_Work to be completed_
Which kinds of external accelerators does the opening definition in the text on the Coherent Accelerator Processor Interface list as examples?

··· Selected extract ···

Coherent Accelerator Processor Interface

Last updated
Coherent Accelerator Processor Interface
Year created2014;9 years ago (2014)
Created by

Coherent Accelerator Processor Interface (CAPI), is a high-speed processor expansion bus standard for use in large data center computers, initially designed to be layered on top of PCI Express, for directly connecting central processing units (CPUs) to external accelerators like graphics processing units (GPUs), ASICs, FPGAs or fast storage. [1] [2] It offers low latency, high speed, direct memory access connectivity between devices of different instruction set architectures.

Contents

History

The performance scaling traditionally associated with Moore's Law—dating back to 1965—began to taper off around 2004, as both Intel's Prescott architecture and IBM's Cell processor pushed toward a 4 GHz operating frequency. Here both projects ran into a thermal scaling wall, whereby heat extraction problems associated with further increases in operating frequency largely outweighed gains from shorter cycle times.

Over the decade that followed, few commercial CPU products exceeded 4 GHz, with the majority of performance improvements now coming from incrementally improved microarchitectures, better systems integration, and higher compute density—this largely in the form of packing a larger numbers of independent cores onto the same die, often at the expense of peak operating frequency (Intel's 24-core Xeon E7-8890 from June 2016 has a base operating frequency of just 2.2 GHz, so as to operate within the constraints of a single-socket 165 W power consumption and cooling budget).

Where large performance gains have been realized, it was often associated with increasingly specialized compute units, such as GPU units added to the processor die, or external GPU- or FPGA-based accelerators. In many applications, accelerators struggle with limitations of the interconnect's performance (bandwidth and latency) or with limitations due to the interconnect's architecture (such as lacking memory coherence). Especially in the datacenter, improving the interconnect became paramount in moving toward a heterogeneous architecture in which hardware becomes increasingly tailored to specific compute workloads.

CAPI was developed to enable computers to more easily and efficiently attach specialized accelerators. Memory intensive and computation intensive works like matrix multiplications for deep neural networks can be offloaded into CAPI-supported platforms. [3] It was designed by IBM for use in its POWER8 based systems which came to market in 2014. At the same time, IBM and several other companies founded the OpenPOWER Foundation to build an ecosystem around Power based technologies, including CAPI. In October 2016 several OpenPOWER partners formed the OpenCAPI Consortium together with GPU and CPU designer AMD and systems designers Dell EMC and Hewlett Packard Enterprise to spread the technology beyond the scope of OpenPOWER and IBM. [4]

On August 1, 2022, OpenCAPI specifications and assets were transferred to the Compute Express Link (CXL) Consortium. [5]

Implementation

CAPI

CAPI is implemented as a functional unit inside the CPU, called the Coherent Accelerator Processor Proxy (CAPP) with a corresponding unit on the accelerator called the Power Service Layer (PSL). The CAPP and PSL units acts like a cache directory so the attached device and the CPU can share the same coherent memory space, and the accelerator becomes an Accelerator Function Unit (AFU), a peer to other functional units integrated in the CPU. [6] [7]

Since the CPU and AFU share the same memory space, low latency and high speeds can be achieved since the CPU doesn't have to do memory translations and memory shuffling between the CPU's main memory and the accelerator's memory spaces. An application can make use of the accelerator without specific device drivers as everything is enabled by a general CAPI kernel extension in the host operating system. The CPU and PSL can read and write directly to each other's memories and registers, as demanded by the application.

··· Recorded information ···

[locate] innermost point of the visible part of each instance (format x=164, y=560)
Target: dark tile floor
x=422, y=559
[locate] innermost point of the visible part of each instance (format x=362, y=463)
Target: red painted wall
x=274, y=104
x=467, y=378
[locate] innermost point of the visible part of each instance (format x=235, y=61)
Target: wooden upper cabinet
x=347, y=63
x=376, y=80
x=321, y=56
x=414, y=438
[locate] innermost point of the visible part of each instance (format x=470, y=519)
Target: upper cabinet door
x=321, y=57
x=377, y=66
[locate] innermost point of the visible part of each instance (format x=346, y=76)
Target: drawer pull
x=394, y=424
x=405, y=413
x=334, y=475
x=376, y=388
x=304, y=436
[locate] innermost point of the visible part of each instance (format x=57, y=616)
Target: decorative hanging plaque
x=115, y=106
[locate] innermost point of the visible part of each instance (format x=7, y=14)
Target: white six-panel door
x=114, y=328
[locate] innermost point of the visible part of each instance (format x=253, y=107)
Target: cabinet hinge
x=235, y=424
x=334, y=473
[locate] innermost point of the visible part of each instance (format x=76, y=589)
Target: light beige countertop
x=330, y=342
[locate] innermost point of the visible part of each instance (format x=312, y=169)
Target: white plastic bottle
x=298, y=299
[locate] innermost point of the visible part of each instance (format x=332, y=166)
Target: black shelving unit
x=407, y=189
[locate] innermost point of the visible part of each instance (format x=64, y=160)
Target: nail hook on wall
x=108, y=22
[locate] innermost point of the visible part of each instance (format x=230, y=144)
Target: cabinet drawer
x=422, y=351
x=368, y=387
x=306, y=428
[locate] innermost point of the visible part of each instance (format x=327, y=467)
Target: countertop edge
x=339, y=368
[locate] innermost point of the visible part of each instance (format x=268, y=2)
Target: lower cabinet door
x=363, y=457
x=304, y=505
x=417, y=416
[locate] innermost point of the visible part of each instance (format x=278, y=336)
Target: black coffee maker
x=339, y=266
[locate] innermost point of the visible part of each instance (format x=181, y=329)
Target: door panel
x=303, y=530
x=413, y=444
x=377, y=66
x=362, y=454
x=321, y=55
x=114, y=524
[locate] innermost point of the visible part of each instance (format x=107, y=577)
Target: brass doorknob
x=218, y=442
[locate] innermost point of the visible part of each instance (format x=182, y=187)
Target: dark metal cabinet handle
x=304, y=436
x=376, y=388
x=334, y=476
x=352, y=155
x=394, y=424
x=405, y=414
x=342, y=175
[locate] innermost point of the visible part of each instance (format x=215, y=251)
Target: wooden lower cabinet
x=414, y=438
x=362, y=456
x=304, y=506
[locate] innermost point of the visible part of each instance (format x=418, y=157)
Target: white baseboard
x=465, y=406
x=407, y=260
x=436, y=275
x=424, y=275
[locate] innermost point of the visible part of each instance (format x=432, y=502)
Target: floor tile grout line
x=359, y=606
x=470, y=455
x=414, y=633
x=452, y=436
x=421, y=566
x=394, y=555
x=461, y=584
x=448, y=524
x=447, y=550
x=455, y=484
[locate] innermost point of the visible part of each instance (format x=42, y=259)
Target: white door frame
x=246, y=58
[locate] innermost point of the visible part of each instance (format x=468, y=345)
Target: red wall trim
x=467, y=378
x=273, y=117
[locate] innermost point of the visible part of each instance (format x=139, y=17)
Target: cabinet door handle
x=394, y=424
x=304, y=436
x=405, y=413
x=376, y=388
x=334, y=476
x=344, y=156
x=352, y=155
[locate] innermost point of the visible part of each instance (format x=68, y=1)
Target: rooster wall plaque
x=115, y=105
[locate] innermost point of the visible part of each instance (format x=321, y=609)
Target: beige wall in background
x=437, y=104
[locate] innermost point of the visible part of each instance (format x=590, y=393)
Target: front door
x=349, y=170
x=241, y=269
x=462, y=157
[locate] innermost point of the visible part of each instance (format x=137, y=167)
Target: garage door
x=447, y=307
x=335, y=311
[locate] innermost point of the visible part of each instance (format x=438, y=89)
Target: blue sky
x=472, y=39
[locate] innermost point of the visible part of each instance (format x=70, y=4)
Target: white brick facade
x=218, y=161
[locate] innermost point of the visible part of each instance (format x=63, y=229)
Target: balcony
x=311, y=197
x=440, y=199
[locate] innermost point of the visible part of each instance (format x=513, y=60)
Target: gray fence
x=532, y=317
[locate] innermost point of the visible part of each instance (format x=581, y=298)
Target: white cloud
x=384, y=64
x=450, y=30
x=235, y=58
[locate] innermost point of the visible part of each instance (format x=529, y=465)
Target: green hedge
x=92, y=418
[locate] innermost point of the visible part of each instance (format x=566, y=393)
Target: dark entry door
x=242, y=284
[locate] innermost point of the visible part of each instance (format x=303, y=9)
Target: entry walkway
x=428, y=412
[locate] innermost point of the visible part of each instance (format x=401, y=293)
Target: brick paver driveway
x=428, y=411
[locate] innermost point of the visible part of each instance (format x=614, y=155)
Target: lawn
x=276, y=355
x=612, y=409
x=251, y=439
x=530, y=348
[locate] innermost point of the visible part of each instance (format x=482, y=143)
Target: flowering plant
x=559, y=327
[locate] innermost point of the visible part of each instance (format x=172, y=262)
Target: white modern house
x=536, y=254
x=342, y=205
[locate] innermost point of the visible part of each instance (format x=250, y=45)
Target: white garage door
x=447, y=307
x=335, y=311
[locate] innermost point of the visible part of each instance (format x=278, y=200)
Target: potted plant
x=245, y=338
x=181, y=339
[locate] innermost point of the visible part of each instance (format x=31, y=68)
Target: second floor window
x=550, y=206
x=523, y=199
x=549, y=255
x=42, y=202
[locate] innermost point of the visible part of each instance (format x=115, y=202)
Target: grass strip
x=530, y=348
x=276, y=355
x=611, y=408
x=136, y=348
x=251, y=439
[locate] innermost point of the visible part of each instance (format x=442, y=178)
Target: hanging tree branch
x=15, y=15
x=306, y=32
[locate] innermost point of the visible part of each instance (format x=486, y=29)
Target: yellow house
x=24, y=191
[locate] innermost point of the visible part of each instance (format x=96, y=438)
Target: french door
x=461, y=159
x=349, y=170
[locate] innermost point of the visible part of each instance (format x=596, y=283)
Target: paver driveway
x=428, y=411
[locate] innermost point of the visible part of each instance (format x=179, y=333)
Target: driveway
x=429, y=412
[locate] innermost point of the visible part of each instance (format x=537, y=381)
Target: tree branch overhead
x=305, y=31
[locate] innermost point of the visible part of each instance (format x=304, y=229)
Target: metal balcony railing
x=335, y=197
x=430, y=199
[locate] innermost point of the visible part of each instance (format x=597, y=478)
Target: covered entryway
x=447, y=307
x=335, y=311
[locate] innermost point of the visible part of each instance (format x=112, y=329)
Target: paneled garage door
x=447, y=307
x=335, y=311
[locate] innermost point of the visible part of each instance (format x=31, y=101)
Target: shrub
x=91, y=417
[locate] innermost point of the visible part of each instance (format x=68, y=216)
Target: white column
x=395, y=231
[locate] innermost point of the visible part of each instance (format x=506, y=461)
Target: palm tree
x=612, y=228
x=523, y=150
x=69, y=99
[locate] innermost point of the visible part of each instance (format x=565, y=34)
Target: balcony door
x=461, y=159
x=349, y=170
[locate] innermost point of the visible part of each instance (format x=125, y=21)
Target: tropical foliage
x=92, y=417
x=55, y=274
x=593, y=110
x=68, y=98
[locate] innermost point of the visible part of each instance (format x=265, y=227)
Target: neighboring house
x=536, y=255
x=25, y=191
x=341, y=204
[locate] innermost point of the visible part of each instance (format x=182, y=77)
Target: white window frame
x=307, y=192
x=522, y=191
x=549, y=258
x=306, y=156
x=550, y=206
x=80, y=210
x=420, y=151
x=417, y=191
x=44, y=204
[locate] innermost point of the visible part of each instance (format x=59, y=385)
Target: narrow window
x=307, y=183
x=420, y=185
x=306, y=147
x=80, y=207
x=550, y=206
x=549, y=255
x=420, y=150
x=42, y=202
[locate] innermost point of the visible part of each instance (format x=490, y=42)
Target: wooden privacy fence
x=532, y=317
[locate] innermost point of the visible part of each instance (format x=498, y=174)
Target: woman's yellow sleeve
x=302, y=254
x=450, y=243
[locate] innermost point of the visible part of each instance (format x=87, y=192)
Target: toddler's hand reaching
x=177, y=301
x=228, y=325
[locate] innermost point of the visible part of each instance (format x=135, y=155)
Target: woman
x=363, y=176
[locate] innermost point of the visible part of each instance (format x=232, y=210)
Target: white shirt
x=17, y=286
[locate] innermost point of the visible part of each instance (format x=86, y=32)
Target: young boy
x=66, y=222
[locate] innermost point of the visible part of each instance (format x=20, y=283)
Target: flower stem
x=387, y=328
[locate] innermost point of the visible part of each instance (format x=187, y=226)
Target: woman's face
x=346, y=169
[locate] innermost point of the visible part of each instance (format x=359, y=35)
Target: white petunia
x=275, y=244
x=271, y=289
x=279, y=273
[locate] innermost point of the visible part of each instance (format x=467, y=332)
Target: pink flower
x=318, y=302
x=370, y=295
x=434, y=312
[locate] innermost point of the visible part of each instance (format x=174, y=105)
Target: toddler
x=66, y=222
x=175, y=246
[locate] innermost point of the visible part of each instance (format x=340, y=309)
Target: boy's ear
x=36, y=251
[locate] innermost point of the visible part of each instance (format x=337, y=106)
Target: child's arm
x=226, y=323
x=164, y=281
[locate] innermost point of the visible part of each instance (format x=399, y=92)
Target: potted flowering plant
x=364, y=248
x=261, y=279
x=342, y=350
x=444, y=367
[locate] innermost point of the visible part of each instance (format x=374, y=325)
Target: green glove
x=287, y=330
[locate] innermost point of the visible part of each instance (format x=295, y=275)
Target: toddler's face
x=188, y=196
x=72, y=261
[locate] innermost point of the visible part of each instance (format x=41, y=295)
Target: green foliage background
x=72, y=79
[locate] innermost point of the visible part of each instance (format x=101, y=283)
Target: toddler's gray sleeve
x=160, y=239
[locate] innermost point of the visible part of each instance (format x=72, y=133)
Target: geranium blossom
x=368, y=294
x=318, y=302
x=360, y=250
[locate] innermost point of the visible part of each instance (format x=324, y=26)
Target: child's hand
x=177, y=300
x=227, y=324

···

_Response below_
- Graphics processing units (GPUs)
- ASICs
- FPGAs
- Fast storage